-- EXCERPT PROVIDED follows --

The Long and Winding Road: Please observe the Fortes and Pianos!

Well, December got rather busy! Concert life was naturally a bit hectic at the beginning of the month with my group Ensemble Hesperi, and then I had a bit of an energy crash afterwards. But, as everything quietened down this week, and e-mail traffic has died down, I've finally been able to spend a few peaceful days at home, with the Christmas tree and my PhD. 

This week, I've been planning a conference paper ahead of the British Society of Eighteenth-Century Studies (BSECS) annual conference at the beginning of January. During a PhD, it's a really good idea to present at a few conferences; it's a great opportunity to meet like-minded people, but also to get really valuable feedback on your ideas, and to get a sense of where your research fits into the field. The BSECS conference is a highlight of my year; it is extremely welcoming to postgraduate students and early career researchers, and there are plenty of opportunities to get involved. This is the first in-person conference since the pandemic, and I'm so much looking forward to meeting many friends and colleagues who have till now been squares on a Zoom call! 

My paper this year will focus on one of my Scottish musicians in London, Robert Bremner (1713-1789). Very little has been written about Bremner, perhaps because he is often pigeon-holed as a publisher (and therefore a businessman) rather than a musician or composer in his own right. He's also a little unpopular in some quarters because he is seen as having promoted 'foreign' music over and above traditional Scottish music (something I'm planning to argue against to some extent). More on that thorny subject another time...  At the moment, I'm really fascinated by Bremner's role in facilitating the movement of music and musicians between Edinburgh and London in the 1760s and 1770s. Bremner had a long career in Edinburgh before he took his business to London, teaching music for some decades before opening a music shop, and performing regularly, with his brother James, for the orchestra of the Edinburgh Musical Society. In the late 1750s, Bremner was visiting London often, to source the best musical instruments for his affluent clients in Edinburgh, and to source the latest music for the EMS. In 1762, it must have become more practical for him, and, somewhat amazingly, he advertised on 4th December in the Caledonian Mercury, explaining his reason for moving to London. It's on the left!

-- EXCERPT PROVIDED concluded --

### WORK ORDER A
Write out, word for word, the part of the blog post that opens with the words containing "Well, December got" and closes with "and my PhD.".
### WORK ORDER B
According to the blog post, why is it a good idea to present at a few conferences during a PhD? Answer in one to three sentences.
### WORK ORDER C
Pick up the blog post about Robert Bremner from the point where it stops.

-- DATA UNDER STUDY follows --

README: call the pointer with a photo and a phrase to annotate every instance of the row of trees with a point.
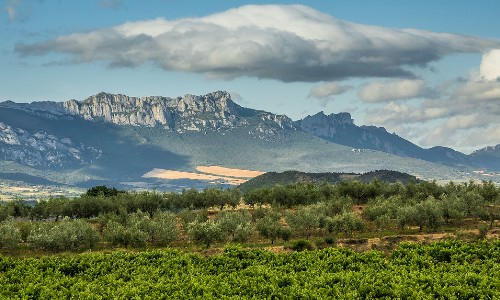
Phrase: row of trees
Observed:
(100, 200)
(139, 219)
(139, 229)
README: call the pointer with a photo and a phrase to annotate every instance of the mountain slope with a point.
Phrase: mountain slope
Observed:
(119, 138)
(291, 177)
(340, 128)
(488, 157)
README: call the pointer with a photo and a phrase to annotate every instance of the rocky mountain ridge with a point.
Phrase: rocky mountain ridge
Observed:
(40, 149)
(340, 128)
(114, 139)
(213, 111)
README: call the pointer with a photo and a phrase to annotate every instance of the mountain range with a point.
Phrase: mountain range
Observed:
(115, 139)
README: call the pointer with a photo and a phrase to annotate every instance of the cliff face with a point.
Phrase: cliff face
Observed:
(213, 111)
(41, 149)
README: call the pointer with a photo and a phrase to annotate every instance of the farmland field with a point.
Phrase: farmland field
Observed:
(446, 270)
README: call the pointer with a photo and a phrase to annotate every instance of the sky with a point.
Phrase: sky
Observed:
(428, 71)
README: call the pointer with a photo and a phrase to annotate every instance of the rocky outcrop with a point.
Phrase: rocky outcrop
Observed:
(213, 111)
(40, 149)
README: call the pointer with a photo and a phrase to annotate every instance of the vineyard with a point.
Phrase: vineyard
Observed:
(445, 270)
(216, 244)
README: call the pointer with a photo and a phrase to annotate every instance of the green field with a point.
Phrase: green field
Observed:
(446, 270)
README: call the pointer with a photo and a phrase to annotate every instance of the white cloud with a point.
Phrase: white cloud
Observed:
(382, 91)
(328, 89)
(111, 3)
(283, 42)
(12, 10)
(490, 65)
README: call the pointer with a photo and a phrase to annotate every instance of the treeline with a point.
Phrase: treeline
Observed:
(108, 217)
(445, 270)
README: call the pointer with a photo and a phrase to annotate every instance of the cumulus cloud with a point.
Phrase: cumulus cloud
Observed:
(466, 114)
(328, 89)
(282, 42)
(490, 65)
(382, 91)
(13, 13)
(325, 93)
(111, 3)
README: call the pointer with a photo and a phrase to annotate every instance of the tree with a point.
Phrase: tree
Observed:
(10, 236)
(63, 236)
(454, 207)
(206, 233)
(346, 222)
(163, 229)
(102, 190)
(304, 221)
(271, 228)
(230, 220)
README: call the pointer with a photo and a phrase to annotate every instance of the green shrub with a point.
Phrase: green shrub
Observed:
(10, 235)
(301, 245)
(163, 229)
(116, 234)
(63, 236)
(206, 233)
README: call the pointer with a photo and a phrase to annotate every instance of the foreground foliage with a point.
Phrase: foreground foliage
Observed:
(446, 270)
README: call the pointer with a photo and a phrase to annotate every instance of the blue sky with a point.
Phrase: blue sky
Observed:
(426, 70)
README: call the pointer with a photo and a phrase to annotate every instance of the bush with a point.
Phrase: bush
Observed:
(301, 245)
(64, 236)
(10, 235)
(163, 229)
(207, 232)
(231, 221)
(117, 234)
(346, 222)
(271, 228)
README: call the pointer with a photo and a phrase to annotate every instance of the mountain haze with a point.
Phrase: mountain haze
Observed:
(115, 139)
(340, 128)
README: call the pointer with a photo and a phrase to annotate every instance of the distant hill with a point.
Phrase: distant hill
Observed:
(340, 128)
(115, 140)
(291, 177)
(488, 157)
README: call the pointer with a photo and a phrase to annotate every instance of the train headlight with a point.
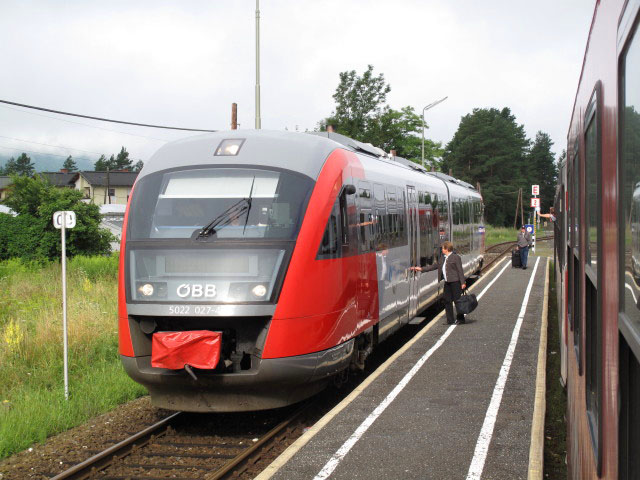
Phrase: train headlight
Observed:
(146, 289)
(259, 290)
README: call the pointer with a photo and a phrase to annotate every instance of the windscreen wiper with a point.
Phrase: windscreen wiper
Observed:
(232, 213)
(249, 200)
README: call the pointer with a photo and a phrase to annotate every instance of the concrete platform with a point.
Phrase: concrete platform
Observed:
(455, 402)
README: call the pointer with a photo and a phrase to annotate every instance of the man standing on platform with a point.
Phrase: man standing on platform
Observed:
(449, 268)
(523, 243)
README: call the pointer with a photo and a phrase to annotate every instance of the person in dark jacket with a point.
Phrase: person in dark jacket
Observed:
(523, 243)
(449, 268)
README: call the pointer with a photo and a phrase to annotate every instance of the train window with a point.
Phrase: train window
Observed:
(591, 194)
(238, 203)
(378, 193)
(629, 256)
(593, 327)
(402, 209)
(576, 284)
(629, 172)
(629, 423)
(391, 196)
(331, 245)
(364, 194)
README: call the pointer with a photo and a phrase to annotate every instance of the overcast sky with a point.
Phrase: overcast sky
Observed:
(182, 63)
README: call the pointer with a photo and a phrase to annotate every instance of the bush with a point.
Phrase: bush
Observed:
(32, 235)
(95, 268)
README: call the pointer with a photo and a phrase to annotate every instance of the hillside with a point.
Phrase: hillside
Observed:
(50, 163)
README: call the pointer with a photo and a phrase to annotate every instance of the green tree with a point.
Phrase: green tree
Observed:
(361, 113)
(359, 101)
(543, 170)
(32, 235)
(103, 164)
(70, 164)
(122, 160)
(491, 148)
(10, 168)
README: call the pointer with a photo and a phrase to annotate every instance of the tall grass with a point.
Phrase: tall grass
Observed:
(32, 404)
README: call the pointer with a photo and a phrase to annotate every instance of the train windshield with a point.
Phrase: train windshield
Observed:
(219, 203)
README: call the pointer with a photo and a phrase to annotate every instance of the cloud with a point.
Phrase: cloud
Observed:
(184, 63)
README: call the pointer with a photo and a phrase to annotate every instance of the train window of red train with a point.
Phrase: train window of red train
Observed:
(593, 318)
(576, 284)
(629, 252)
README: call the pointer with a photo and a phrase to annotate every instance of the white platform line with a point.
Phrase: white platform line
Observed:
(482, 445)
(337, 457)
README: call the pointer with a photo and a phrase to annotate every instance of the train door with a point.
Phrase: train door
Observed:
(366, 285)
(412, 221)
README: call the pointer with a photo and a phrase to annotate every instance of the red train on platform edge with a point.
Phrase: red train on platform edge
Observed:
(597, 252)
(289, 255)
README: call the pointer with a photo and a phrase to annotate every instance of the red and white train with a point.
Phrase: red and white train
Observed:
(598, 252)
(257, 265)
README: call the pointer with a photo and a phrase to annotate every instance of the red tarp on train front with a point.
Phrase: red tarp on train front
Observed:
(174, 350)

-- DATA UNDER STUDY concluded --

### TASK ANSWER A
Well, December got rather busy! Concert life was naturally a bit hectic at the beginning of the month with my group Ensemble Hesperi, and then I had a bit of an energy crash afterwards. But, as everything quietened down this week, and e-mail traffic has died down, I've finally been able to spend a few peaceful days at home, with the Christmas tree and my PhD.

### TASK ANSWER B
Presenting at conferences is a chance to meet like-minded people. It also brings valuable feedback on your ideas and gives a sense of where your research fits into the field.

### TASK ANSWER C
When Bremner arrived in London, he opened a new branch of his business on the Strand, while his associate, John Brysson, continued to run the Edinburgh shop. Despite living in London, Bremner was still focused in many ways on all things music and all things Scottish. As soon as he arrived, he joined the congregation of Crown Court Church, Covent Garden, which today remains a religious home for the Scots diaspora community in London. He also remained in very close contact with the EMS, sourcing new music for them from London and other European capitals, and acting as an agent when the society needed a new singer/violinist/chorus master, etc. Clearly a networker extraordinaire, Bremner moved in the same circles as J.C. Bach and C.F. Abel, and was able to guarantee the quality of musicians to Edinburgh through their personal recommendations. So, this week, I was revisiting some of the material I collected at Edinburgh Public Libraries last year, particularly the Minute Books of the Edinburgh Musical Society, which contain several letters to and from Bremner in London. When I was consulting these the first time round, we were still pretty deep in Covid regulations, and I had only a 2 hour slot in the library to consult 4 huge tomes: a you can imagine, I was grateful that I was allowed to talk as many images as I wanted! So now I can revisit those, and it’s lovely to be reminded of happy (if pressured) times in the archive last year.

One of the challenges when consulting historic documents is the temptation to read parts you don't technically need to, because they look so interesting! I have found this to be very much the case with the Edinburgh Musical Society records, because much of the story of Edinburgh's eighteenth-century musical life can be found in the Minutes and Accounts. I’m always struck by the fact that organisations like this face very similar issues to today… The other day, I came across a Minute which addressed an issue of musical quality within the society’s orchestra. The orchestra was composed of ‘Masters’ (professional musicians) and ‘Gentlemen’ (wealthy amateurs presumably of varying degrees of musical competency!), and the latter were causing some difficulty:


[Transcription into modern English] April 1791: "To the Performers of the Ripieno Violins. The Gentlemen performers of the Ripienos are desired to attend the Forte and Piano passages & to play their parts plain as marked in the musick without any flourishes. In accompanying the songs, the Ripienos are always too strong for the Voice; they are therefore desired to play Piano when the Voice comes in. From the Directors."

Problems with balance - some things never change! 

Have a wonderful, peaceful Christmas - see you in 2023!